_Instructions for the task:_
Take the lines below between the one holding "Spot the red" and the one holding "Spot the blue line", inclusive, and copy them exactly. Add nothing.

_Exercise input:_
----------
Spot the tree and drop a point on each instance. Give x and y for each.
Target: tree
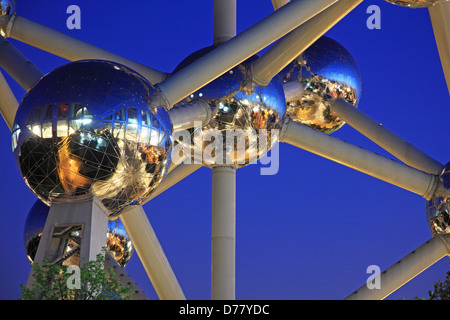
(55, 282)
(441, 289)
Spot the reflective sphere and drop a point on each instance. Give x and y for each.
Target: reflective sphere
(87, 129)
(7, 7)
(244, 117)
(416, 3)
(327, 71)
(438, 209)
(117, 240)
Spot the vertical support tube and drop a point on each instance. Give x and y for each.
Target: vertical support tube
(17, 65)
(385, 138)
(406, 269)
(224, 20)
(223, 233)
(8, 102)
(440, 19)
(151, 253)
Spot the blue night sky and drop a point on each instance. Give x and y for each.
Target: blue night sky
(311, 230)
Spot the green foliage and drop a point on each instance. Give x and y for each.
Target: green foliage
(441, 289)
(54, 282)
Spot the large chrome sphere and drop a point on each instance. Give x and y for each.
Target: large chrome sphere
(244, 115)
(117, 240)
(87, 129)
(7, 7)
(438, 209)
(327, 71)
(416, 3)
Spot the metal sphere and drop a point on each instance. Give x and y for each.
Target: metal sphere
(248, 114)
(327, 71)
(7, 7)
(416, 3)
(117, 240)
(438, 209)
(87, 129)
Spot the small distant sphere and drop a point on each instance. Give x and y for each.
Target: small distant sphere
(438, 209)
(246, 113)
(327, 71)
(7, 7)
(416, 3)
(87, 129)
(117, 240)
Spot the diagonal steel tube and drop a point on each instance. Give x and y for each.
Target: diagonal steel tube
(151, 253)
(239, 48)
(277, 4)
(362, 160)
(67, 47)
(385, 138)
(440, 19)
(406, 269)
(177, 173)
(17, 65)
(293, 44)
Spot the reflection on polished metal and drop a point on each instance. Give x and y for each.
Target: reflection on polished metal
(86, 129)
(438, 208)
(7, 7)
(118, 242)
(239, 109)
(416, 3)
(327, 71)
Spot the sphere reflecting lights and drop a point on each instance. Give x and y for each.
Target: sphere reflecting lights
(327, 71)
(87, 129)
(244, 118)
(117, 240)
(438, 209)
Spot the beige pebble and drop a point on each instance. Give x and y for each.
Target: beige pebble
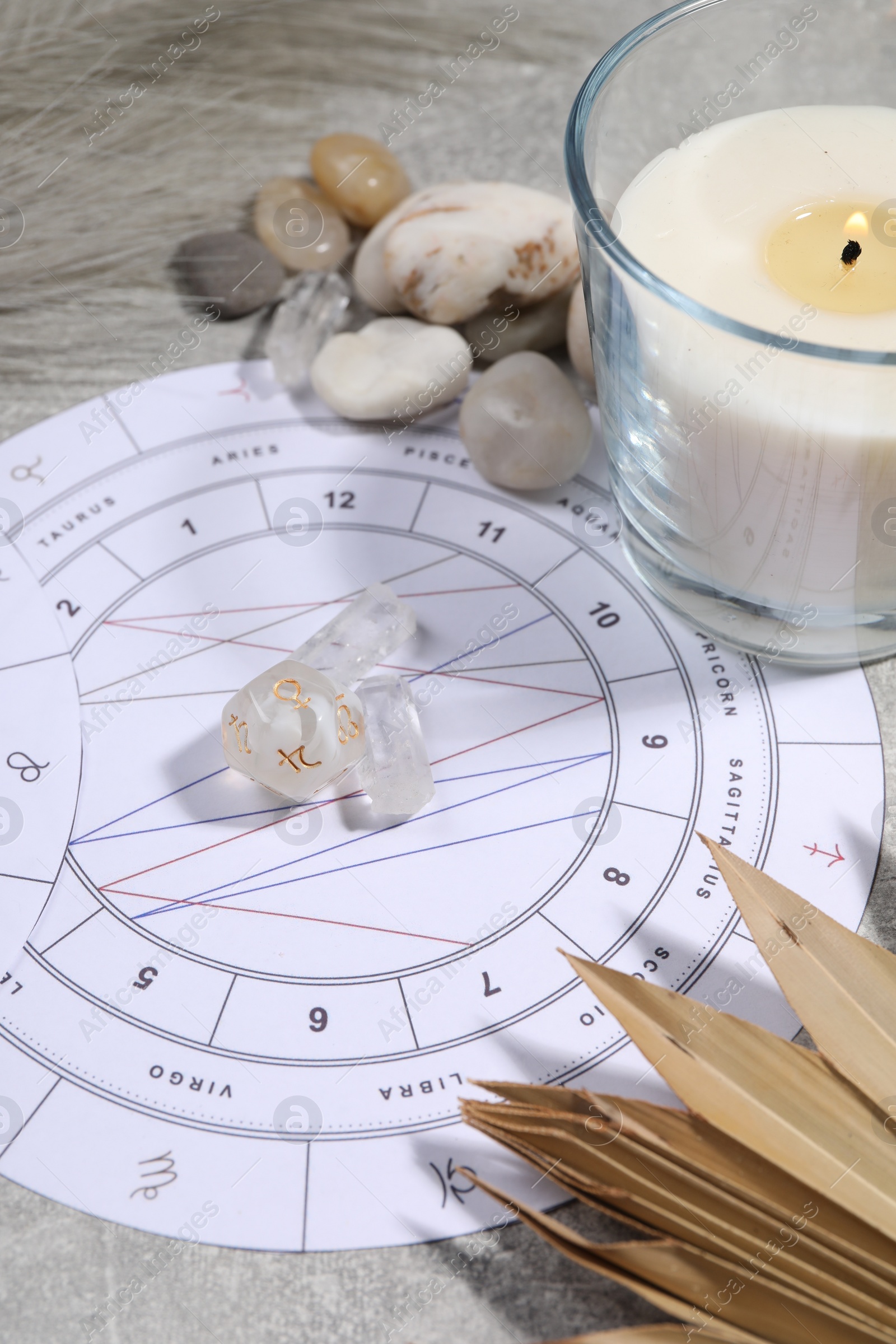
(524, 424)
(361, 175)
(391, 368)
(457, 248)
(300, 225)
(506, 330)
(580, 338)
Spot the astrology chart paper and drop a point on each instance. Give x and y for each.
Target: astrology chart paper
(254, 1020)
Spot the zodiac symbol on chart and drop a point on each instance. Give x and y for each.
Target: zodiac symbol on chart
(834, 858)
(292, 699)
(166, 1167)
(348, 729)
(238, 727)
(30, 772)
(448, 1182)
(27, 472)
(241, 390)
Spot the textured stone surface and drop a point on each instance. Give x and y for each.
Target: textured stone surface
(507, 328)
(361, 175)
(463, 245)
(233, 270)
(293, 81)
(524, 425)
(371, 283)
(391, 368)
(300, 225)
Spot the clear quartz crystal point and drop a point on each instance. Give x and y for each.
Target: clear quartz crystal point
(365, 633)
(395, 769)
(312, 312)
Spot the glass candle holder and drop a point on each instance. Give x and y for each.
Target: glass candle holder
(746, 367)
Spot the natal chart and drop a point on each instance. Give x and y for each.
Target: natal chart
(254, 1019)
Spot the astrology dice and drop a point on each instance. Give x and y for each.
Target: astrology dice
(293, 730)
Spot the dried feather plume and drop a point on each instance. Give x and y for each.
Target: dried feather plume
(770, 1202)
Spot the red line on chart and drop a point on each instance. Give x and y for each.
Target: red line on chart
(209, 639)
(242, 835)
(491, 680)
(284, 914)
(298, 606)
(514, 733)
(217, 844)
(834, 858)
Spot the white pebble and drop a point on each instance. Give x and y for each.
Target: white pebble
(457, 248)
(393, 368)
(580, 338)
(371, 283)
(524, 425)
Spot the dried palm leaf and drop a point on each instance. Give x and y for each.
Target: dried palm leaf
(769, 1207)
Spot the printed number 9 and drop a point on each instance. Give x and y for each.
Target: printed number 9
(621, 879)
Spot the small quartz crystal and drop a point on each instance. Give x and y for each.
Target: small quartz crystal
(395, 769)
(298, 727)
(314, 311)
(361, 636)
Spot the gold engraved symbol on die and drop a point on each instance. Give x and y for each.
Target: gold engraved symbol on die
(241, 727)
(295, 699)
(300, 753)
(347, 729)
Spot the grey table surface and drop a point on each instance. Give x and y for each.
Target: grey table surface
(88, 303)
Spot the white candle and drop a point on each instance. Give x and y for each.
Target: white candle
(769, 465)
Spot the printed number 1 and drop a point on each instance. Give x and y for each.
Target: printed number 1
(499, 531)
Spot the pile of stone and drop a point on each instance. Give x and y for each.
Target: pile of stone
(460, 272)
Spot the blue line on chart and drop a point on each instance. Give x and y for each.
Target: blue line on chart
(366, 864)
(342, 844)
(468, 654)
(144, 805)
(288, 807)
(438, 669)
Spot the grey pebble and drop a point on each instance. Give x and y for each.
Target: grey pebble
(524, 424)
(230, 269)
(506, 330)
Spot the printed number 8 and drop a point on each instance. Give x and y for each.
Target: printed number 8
----------
_Output for this task:_
Spot the red line on chart and drop a point on each instance. Give x and y for each.
Target: red line on chart
(209, 639)
(242, 835)
(491, 680)
(284, 914)
(298, 606)
(514, 733)
(217, 844)
(834, 858)
Spot the white pebble and drop a point on each instance. Give x and y for each.
Target: white pebble
(457, 248)
(393, 368)
(580, 338)
(371, 283)
(524, 425)
Spot the dried palm leaf and drop a point on each instance. Give x and y for each.
Target: dried palm leaf
(769, 1207)
Spot the printed number 9 and drop a point on each instance. Give x and y for each.
Target: printed number 9
(621, 879)
Spot the small quartz crystal and drop a point on each instance. Give x and y for each.
Target: small quartz crystal
(395, 769)
(298, 727)
(314, 311)
(361, 636)
Spot the gold engraved symbol on die and drop a point on each instance. Give x and y for each.
Target: gold engraved symbol on die
(241, 727)
(295, 699)
(300, 753)
(347, 729)
Spot the grey table surface and drop a point on each instance. Give x and y for each.
Target: grey table surface
(88, 303)
Spot the white candle and drop a point on each instance. Give x and y for each.
Target: white candle
(769, 465)
Spot the printed number 1 and drop a point on each instance. Give x and y for each.
Target: printed number 1
(499, 531)
Spot the pile of stone and drop a point on each instance. Give x and y for each.
Target: pile of stone
(460, 272)
Spot the blue line on chart and drop a point on each instance. Give x and y for each.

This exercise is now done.